→ **Problem**
Using the post about a package that never arrived, mark each statement yes or no and quote the words of the post that decide it. 1. The writer was drawn to operations management by being a mathematical wizard. 2. The website's FAQs include one for a package that tracking shows as delivered but that was not received. 3. The writer was told to call the original shipper to have them file the claim.

→ **Extract**
%%

Basically, I fell for operations management, not because I am some mathematical wizard who can analytically detail the best way to manufacture a product or provide a service, but because I believe the human decisions about the whys behind a process make a difference in how well an entity serves various stakeholders.
And part of the whys should be having a plan for how that entity responds when the goods are not delivered as promised or when promised or whatever. The manner in which a website is designed or a phone tree is built indicates something of the sort of service that is most valued by the organization. Resources, especially when limited, tend to get allocated toward what matters most.
When I access a website or a phone tree and note that my particular concern isn’t prominent, then either my current difficulty is not common or it isn’t considered as important as other problems to the organization.
This is where I find myself this week. Does a company so famous for its delivery systems not often have a problem with delivering packages to the wrong homes or does it focus more on resolving problems for the businesses that procure its services? Even though I pay the shipping fee to the original business, it’s that business that chooses which shipping provider to use—for all its shipping needs. They are the bigger stakeholder.
Of all the FAQs listed on the website, there is not one that says: Tracking says a package was delivered but the package was not received. Not sure if the “How do I determine what address my package was delivered to?” instructions work since it is their records available to me that show it was delivered to my address.
After a couple days of calling back and forth to the local hub for our neighborhood’s deliveries while waiting for the driver to tell the office if she recognized my house, I have found out she did not. Then I was told to call the original shipper to have them file the claim.

%%

→ **Given entries**
%%

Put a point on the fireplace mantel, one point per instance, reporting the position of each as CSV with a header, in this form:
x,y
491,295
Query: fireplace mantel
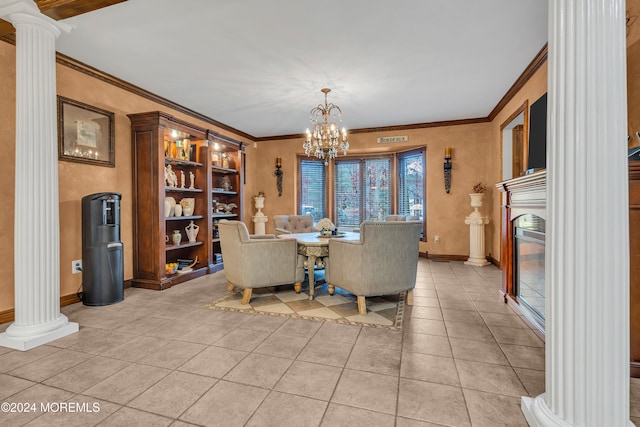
x,y
519,196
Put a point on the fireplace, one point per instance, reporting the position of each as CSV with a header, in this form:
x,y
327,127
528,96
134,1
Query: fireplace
x,y
523,246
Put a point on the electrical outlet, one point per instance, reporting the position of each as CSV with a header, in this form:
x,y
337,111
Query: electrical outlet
x,y
76,266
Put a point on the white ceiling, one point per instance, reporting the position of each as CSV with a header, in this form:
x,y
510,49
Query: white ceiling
x,y
258,66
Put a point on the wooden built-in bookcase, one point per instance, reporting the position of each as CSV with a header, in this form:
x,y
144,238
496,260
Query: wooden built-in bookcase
x,y
158,140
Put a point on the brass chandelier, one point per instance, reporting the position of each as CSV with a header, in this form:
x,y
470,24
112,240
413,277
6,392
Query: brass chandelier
x,y
325,139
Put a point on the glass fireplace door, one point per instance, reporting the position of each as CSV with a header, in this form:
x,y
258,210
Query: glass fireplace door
x,y
529,248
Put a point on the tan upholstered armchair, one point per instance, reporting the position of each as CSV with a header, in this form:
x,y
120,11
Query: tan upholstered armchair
x,y
286,224
258,262
383,262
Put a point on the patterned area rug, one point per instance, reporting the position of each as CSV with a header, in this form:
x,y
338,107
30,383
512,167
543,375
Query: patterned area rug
x,y
282,301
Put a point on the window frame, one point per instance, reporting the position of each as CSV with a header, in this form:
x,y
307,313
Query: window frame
x,y
362,160
303,158
394,169
399,155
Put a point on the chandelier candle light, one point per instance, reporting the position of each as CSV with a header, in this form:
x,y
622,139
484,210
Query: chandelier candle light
x,y
326,138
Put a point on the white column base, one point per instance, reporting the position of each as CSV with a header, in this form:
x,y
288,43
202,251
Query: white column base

%%

→ **Task result**
1. No: "not because I am some mathematical wizard who can analytically detail the best way to manufacture a product or provide a service"
2. No: "there is not one that says: Tracking says a package was delivered but the package was not received"
3. Yes: "Then I was told to call the original shipper to have them file the claim."